--- begin Source excerpt ---

The IC features two calibration inputs for end-to-end span
calibration. The output depends on load (Cx) and sampling
capacitor (Cs) values.
1.1 Basic Operation
The QT301 has internal EEPROM to store the two calibration
points. The sensor acquires the signal from the electrode and
calculates the PWM result using the two calibration points.
The sensor can be calibrated via the two calibration inputs
(see Section 4). The signal can be acquired either
continuously or it can be synchronized on an external signal.
The response time of the PWM depends largely on the
acquisition burst spacing.
1.2 Basic Circuit
Figure 1-1 shows a basic circuit diagram for the QT301. The
pin layout of the QT301 is as explained in Table 1-1. In this
particular circuit, C1 should be 100nF and R1, R2 and R3
should all be 10K.
R1 is only required if the synchronization feature is not used
and can be connected to either VDD or VSS.
Cs is recommended between 1nF and 500nF but this
depends on the sensitivity required. Use either NPO or PPS
capacitors for best results.
Rs is calculated with the following formula:
Rs <
166%10
3
Cx
where Cx is expressed in pF.
2 - Signal Acquisition
The QT301 has a power-up delay of 200ms. During this
interval it does aquire signals or generate a PWM result; it
also ignores calibration inputs. This delay helps to prevent
false calibrations due to signal noise on Vdd during
startup.

--- end Source excerpt ---

Problems to work on |
#1 Output the listing that comes next line for line, without any change, and leave out the pictures.
#2 Pick up the QT301 excerpt after its last sentence and keep writing it.
The listing that follows is unrelated to the QT301 excerpt.

--- begin Provided records ---

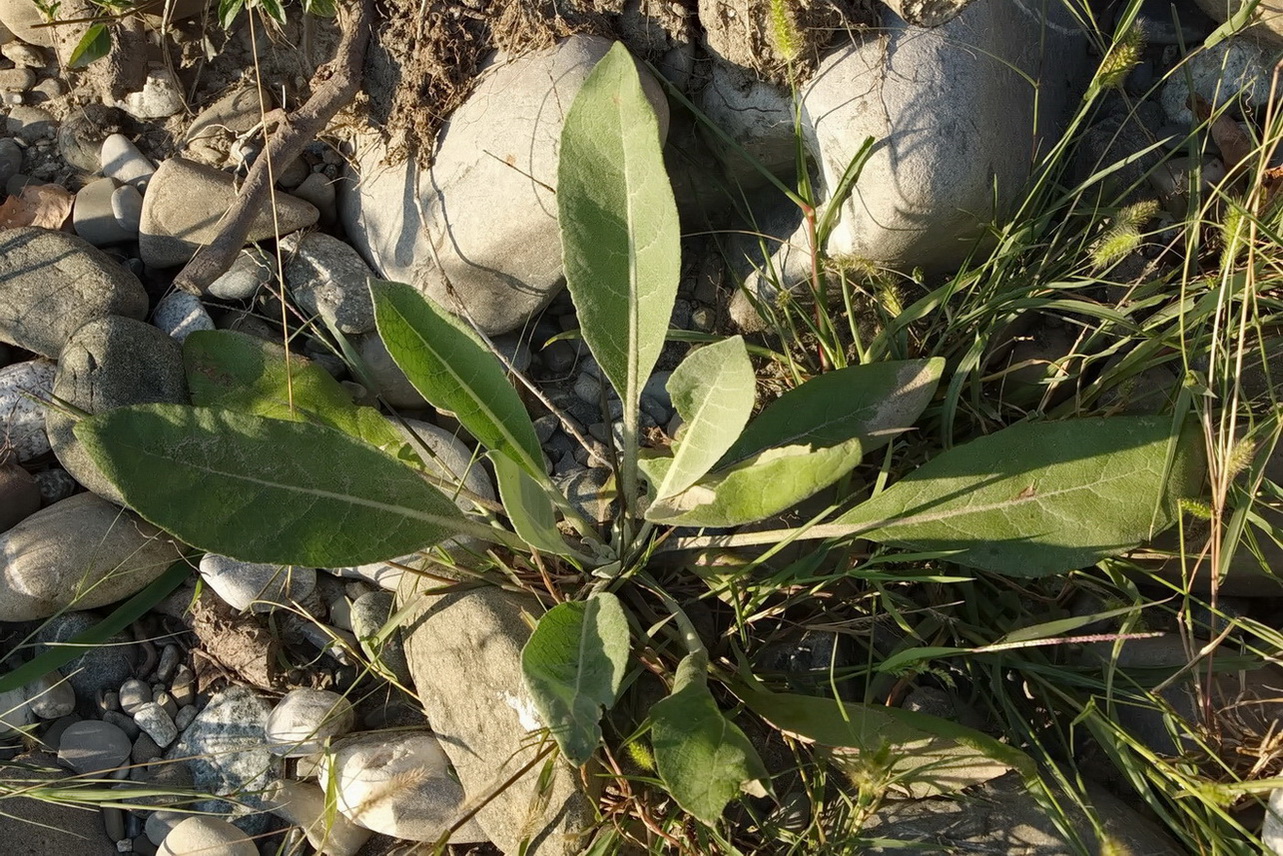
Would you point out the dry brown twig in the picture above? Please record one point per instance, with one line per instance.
(332, 87)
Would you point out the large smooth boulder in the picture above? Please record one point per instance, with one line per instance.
(959, 114)
(488, 204)
(465, 655)
(82, 553)
(53, 282)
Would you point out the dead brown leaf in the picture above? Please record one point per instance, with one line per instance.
(45, 205)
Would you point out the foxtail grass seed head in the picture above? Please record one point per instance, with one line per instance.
(1139, 213)
(1111, 846)
(1121, 59)
(1115, 244)
(1195, 508)
(1241, 457)
(640, 755)
(784, 30)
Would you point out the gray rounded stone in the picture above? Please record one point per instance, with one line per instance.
(389, 380)
(51, 284)
(304, 806)
(329, 279)
(305, 719)
(100, 667)
(50, 697)
(182, 207)
(398, 784)
(55, 484)
(226, 752)
(243, 280)
(94, 746)
(10, 159)
(94, 217)
(1234, 68)
(78, 553)
(250, 585)
(110, 362)
(134, 694)
(502, 144)
(157, 724)
(180, 315)
(122, 161)
(19, 496)
(127, 209)
(207, 837)
(22, 420)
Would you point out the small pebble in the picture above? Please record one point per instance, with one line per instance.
(248, 273)
(145, 750)
(207, 837)
(153, 720)
(17, 80)
(50, 697)
(304, 719)
(164, 700)
(119, 720)
(134, 694)
(53, 736)
(127, 208)
(161, 823)
(55, 484)
(10, 159)
(122, 161)
(184, 687)
(180, 315)
(169, 659)
(185, 716)
(94, 746)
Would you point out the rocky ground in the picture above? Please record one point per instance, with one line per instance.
(231, 685)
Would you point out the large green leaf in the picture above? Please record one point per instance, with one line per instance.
(871, 402)
(619, 223)
(703, 757)
(712, 389)
(1039, 498)
(268, 490)
(452, 368)
(529, 507)
(925, 755)
(762, 485)
(246, 374)
(574, 666)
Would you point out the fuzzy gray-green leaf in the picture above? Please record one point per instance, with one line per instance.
(267, 490)
(762, 485)
(574, 666)
(712, 389)
(452, 368)
(1039, 498)
(619, 222)
(871, 402)
(703, 759)
(529, 507)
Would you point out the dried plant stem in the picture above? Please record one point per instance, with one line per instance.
(334, 86)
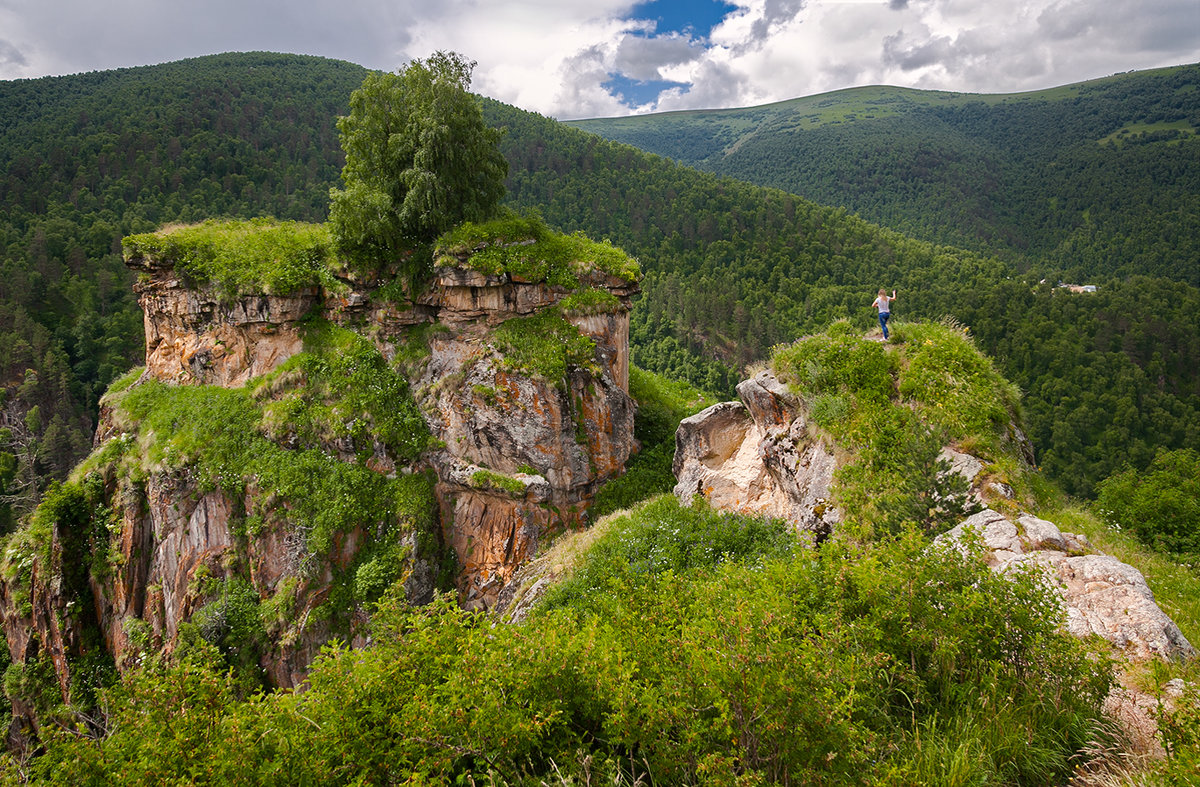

--- end Provided records ---

Results in order |
#1
Would you point out the dry brown twig in the picture above? Please record one point per instance, with one line per instance.
(332, 87)
Would you point out the large smooth boulder in the picture above? Please record one point per instance, with one line per instance.
(959, 114)
(488, 204)
(465, 655)
(82, 553)
(53, 282)
Would you point out the dead brown leaf in the picture above? Please record one point per instance, with one line per instance.
(45, 205)
Would you point out the foxtail grass seed head in the picture above? Please record one point per instance, with one line per instance.
(1139, 213)
(1111, 846)
(1121, 59)
(1115, 244)
(1195, 508)
(1241, 457)
(640, 755)
(784, 30)
Would you point out the gray rounded stone in the picture above? Please record one point per instance, with one line per instance.
(389, 380)
(51, 284)
(304, 806)
(329, 279)
(305, 719)
(100, 667)
(50, 697)
(182, 207)
(398, 784)
(55, 484)
(226, 752)
(243, 280)
(94, 746)
(10, 159)
(94, 217)
(1234, 68)
(78, 553)
(250, 585)
(110, 362)
(134, 694)
(502, 144)
(157, 724)
(180, 315)
(122, 161)
(19, 496)
(127, 209)
(207, 837)
(22, 420)
Would you point out the small pebble in the picture above? Please record one point per instance, with one line per instance.
(248, 273)
(145, 750)
(207, 837)
(153, 720)
(17, 80)
(50, 697)
(304, 719)
(164, 700)
(119, 720)
(134, 694)
(53, 736)
(127, 208)
(161, 823)
(55, 484)
(10, 159)
(122, 161)
(184, 687)
(180, 315)
(169, 659)
(185, 716)
(94, 746)
Would you point out the rocky ground in the picture above? Please record one point per instance, with one line per instance.
(231, 685)
Would you point out the large green leaf in the picture above? Please record one point per instance, with one line per instance.
(871, 402)
(619, 223)
(703, 757)
(712, 389)
(1039, 498)
(268, 490)
(452, 368)
(529, 507)
(925, 755)
(762, 485)
(246, 374)
(574, 666)
Would you point out the fuzzy gray-green leaf in the picture above? Please record one point per instance, with one line per instance.
(267, 490)
(762, 485)
(574, 666)
(712, 389)
(452, 368)
(1039, 498)
(619, 222)
(871, 402)
(703, 759)
(529, 507)
Would you point out the dried plant stem in the picture above? Please record one point per instance, with one line per instance.
(334, 86)

#2
Figure 2-1 shows the basic QT301 acquisition timing
parameters. Tbd is the burst duration, Tbs is the
burst spacing from the start of one burst to the start
of the next burst; when there is no Sync signal Tbs =
Tbd+2.5ms.
2.1 Burst Properties
The QT301 employs bursts of charge-transfer cycles
to acquire its signal. Burst mode dramatically reduces
RF emissions and lowers susceptibility to EMI.
The acquisition burst operates in a band between
230kHz and 305khz. The burst is spread-spectrum
modulated within this band to suppress interference
from external noise sources.
The QT switches and charge measurement hardware
functions are all internal to the QT301. A 16-bit
single-slope switched capacitor, analog to digital
converter (ADC), includes both the required QT
charge and transfer switches in a configuration that
provides direct ADC conversion. The ADC is designed to
dynamically optimize the QT burst length according to the
rate of charge buildup on Cs, which in turn depends on the
values of Cs, Cx, and VDD. VDD is used as the charge
reference voltage.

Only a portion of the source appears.